=== Begin Enclosure ===
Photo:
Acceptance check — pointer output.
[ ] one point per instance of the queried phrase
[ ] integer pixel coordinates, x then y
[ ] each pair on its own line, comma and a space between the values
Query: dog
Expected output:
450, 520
=== End Enclosure ===
=== Begin Enclosure ===
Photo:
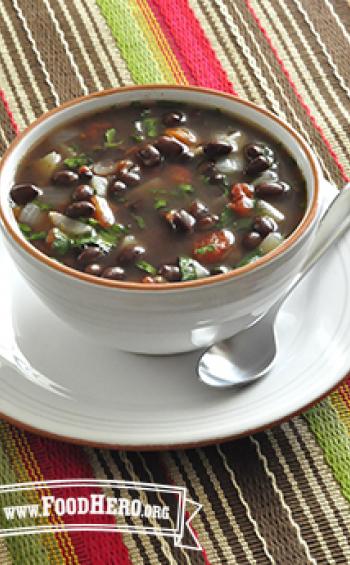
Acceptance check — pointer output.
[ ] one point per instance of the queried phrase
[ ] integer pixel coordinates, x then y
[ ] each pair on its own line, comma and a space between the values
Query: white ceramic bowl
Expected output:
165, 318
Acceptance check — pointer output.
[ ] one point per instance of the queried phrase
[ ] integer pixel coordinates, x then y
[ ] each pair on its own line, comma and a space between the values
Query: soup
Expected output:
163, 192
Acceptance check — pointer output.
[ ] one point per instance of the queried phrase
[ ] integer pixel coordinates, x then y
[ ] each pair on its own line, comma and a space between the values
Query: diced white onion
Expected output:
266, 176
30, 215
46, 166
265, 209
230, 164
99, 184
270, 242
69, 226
=== End Enclosure ===
=== Begin Enclosure ===
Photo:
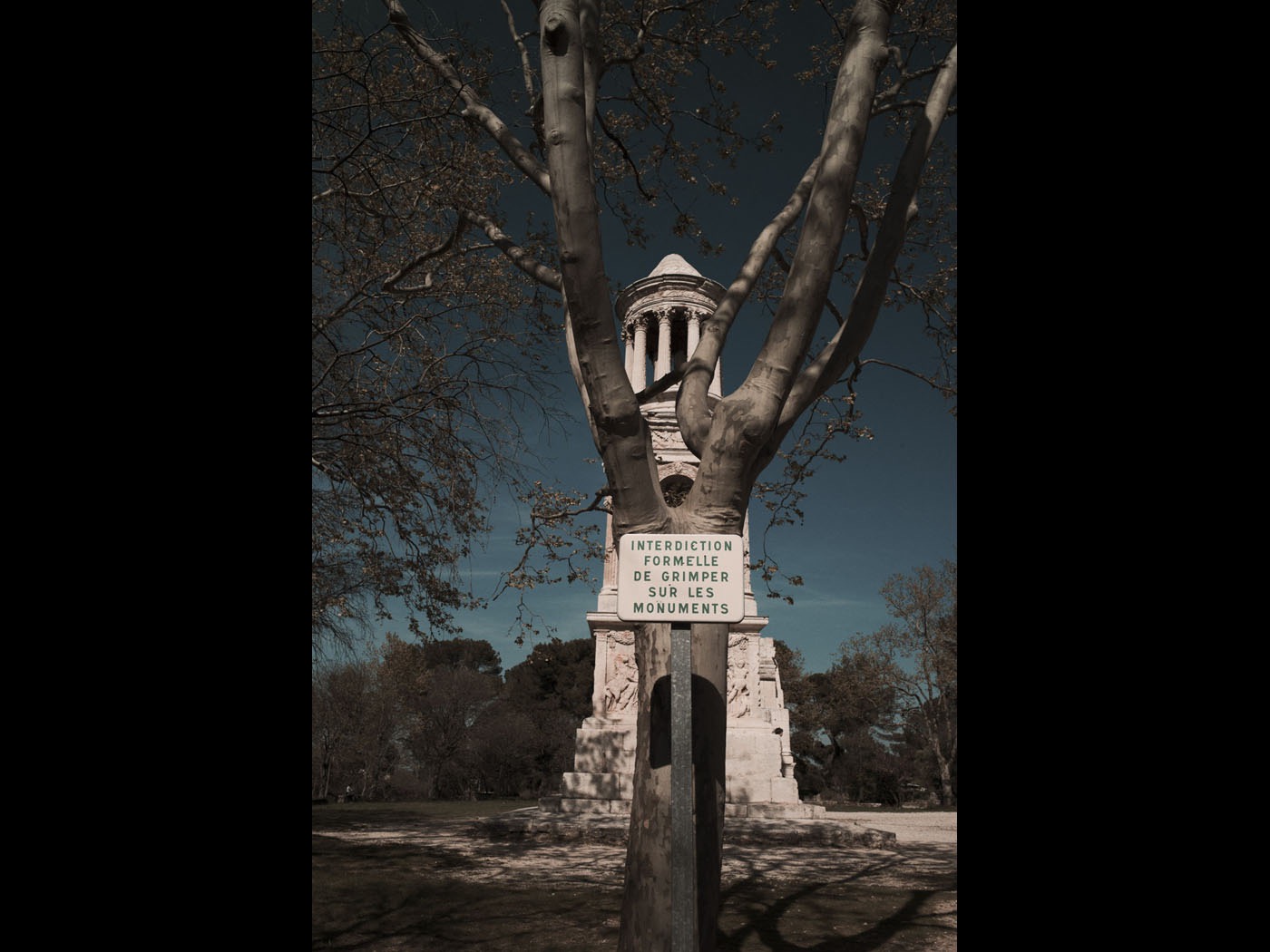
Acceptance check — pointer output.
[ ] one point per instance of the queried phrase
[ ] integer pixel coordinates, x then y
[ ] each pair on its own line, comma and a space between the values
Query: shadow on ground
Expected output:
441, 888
=== End Enclosure ===
» **Problem to work on**: Using the listing above, gather each line that holds the string "white" and copy it.

» **The completed task**:
Query: white ceramic bowl
Query: diced white onion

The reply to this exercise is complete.